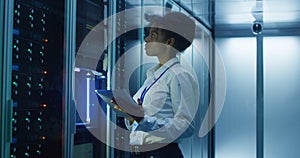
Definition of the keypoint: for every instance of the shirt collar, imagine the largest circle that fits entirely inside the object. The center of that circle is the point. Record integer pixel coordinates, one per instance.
(155, 71)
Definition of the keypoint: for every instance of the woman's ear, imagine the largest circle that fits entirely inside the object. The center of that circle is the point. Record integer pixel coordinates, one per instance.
(171, 41)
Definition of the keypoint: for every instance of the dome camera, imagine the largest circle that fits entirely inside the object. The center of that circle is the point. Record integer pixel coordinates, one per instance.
(257, 27)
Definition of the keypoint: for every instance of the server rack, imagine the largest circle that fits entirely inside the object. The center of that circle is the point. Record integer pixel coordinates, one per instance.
(35, 97)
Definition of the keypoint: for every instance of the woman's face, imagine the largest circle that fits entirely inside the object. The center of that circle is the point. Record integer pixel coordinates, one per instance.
(155, 41)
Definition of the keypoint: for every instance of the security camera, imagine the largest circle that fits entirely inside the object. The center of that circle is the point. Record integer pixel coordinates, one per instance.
(257, 27)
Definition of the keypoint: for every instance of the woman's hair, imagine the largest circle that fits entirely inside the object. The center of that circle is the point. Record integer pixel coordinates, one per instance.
(176, 25)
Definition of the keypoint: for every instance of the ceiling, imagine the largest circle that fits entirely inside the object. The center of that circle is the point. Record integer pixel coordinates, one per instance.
(228, 14)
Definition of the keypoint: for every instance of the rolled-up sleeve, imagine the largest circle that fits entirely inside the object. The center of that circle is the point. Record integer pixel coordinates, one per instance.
(184, 97)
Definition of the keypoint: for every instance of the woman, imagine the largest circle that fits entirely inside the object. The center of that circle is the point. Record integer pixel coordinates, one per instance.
(169, 96)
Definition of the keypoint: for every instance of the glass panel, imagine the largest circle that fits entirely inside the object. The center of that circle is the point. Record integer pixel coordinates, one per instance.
(235, 135)
(282, 76)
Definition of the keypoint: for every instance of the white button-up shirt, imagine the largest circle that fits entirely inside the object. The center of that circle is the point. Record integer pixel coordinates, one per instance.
(169, 105)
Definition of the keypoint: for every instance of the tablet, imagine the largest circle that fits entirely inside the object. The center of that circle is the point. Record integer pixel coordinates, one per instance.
(122, 98)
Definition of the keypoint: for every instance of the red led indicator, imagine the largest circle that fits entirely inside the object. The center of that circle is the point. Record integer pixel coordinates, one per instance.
(44, 105)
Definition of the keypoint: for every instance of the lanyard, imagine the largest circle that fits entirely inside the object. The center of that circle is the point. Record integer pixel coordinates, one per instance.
(147, 88)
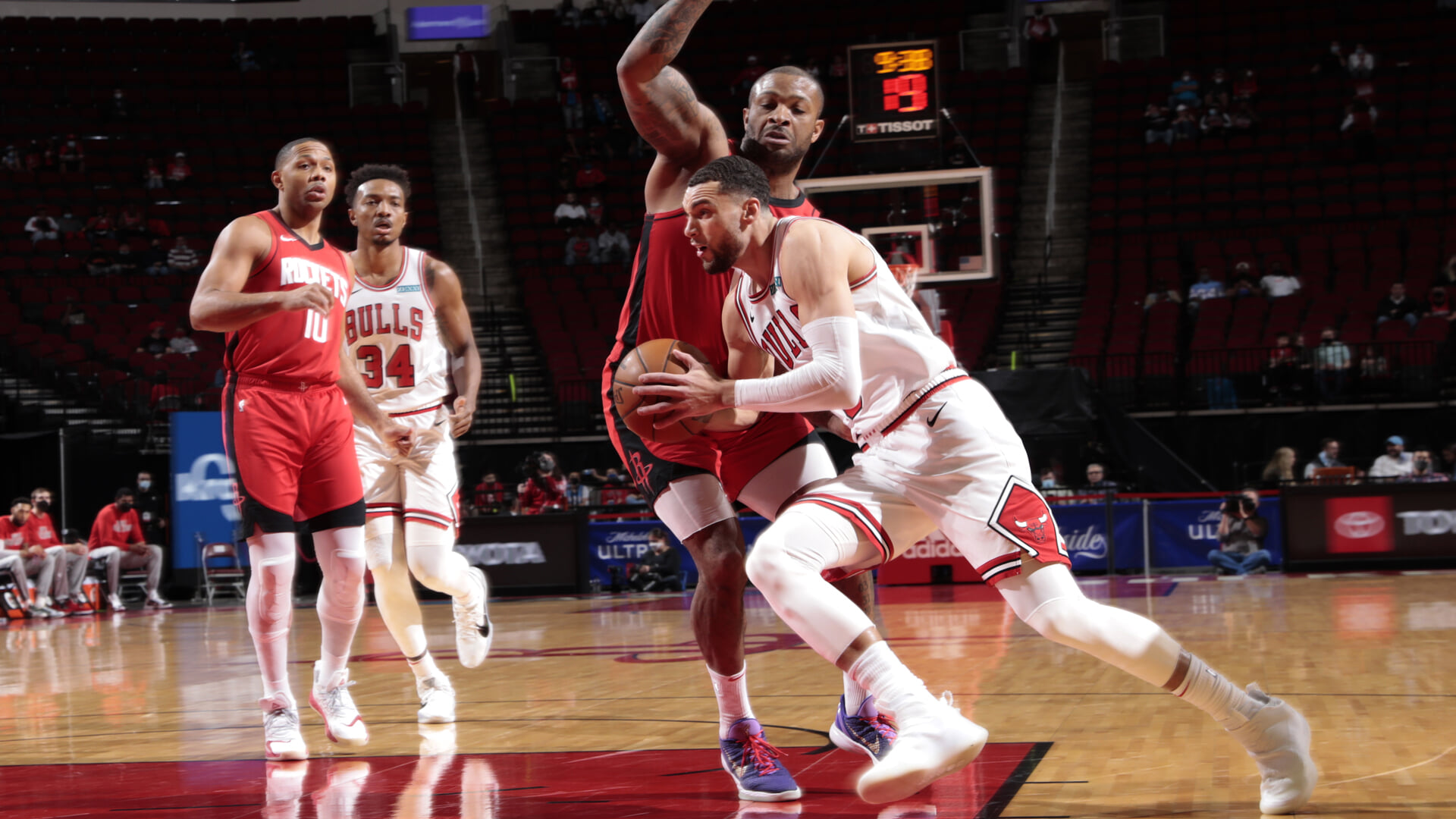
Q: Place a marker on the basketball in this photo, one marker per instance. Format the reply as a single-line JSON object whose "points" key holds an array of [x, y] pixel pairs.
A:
{"points": [[653, 357]]}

###

(What the exercise asks) Set out every record exactly, images excluded.

(Task output)
Definition of the keypoint: for every instance of the shirt collar, imagine the largest circle that fits entirely inside the object. The center of that circle is the point. Record integer pixel coordinates, one per instance.
(155, 71)
Definition of the keypoint: for every instance of the woman's ear, imagine the largest circle that fits entirely inside the object. The center of that circle is the point. Record integer pixel coordinates, one per instance.
(171, 41)
Definition of the keypoint: for every instance of the dome camera, imagine the largest circle that fits entirely inside the object. The center of that circle is the point. Record integer pixel coordinates, one per instance.
(257, 27)
Definition of the keypoint: for every instance of the server rack, imagine the largest circle that fits entirely inside the object. The center of that circle is the point. Record integer pixel coordinates, one per instance.
(35, 97)
Definition of the keypoint: for every instance of the woman's face, imagine the largest circle that fits entirely inside the object. The center of that circle is the point. Record integer pixel coordinates, one per instance.
(155, 41)
Definition of the keypoint: for every instance of the security camera, imagine the largest circle that fits entirely inside the object. The center of that circle is the point. Record integer pixel coordinates, one per instance.
(257, 27)
Definition of the keypoint: for every instance of the woman's hair, imagine the largest circle that fits entirely inside the object. The center of that circle is the point. Record integer pixel coordinates, one per instance.
(176, 25)
Definition of the keypoint: for every instance of the ceiling, imagine the largest circle that fits entirely inside the object. The center of that circle is the point. Record integer pixel coordinates, one per instance.
(228, 14)
Definition of the keypoint: for every instance of the rolled-up sleeve, imagine the largest circle that fits entirely inside the object. The center of that circle is the point. Record integer pixel coordinates, one per instance.
(184, 97)
Definition of the keypoint: for every instance of the woman, imagine the largest circle that fits entirely inside the object. The center of that circle is the point. Record integer pixel coordinates, one per instance.
(169, 96)
Definition of the keypoint: for every instance of the glass panel, imagine the largest circle that fits entirely inside the object. The center of that circle is the point. Record integer pixel coordinates, one per instance.
(235, 135)
(282, 76)
Definition of the keypoint: for every instance of the white button-up shirt, imagine the largest circle that fits entirely inside the object. The center of that circle is the point. Record integer pixel coordinates, one per instance.
(169, 105)
Definition of the keypoint: for every instance of the tablet, imagine the largest circle that fits entirely inside the object. The center of that circle is the point. Record integer pixel coordinates, one per instance.
(122, 98)
Definition of the keypoint: for every instance of the red led indicator, imagine the largest circle that fits entirely inside the object. The center of that circle is the point. Record integer pixel coordinates, one per instance.
(44, 105)
Definition of the keypoint: for every instance of the lanyard, imagine the largest circle that fits entirely inside the object. The center of that circle is the point. Record integer pixel coordinates, one per instance.
(147, 88)
Q: Place a marker on the basketball in this photo, one marker per instance. Format the reply as a single-line JSON object whose "points" key holds an array of [x, y] pixel pairs.
A:
{"points": [[653, 357]]}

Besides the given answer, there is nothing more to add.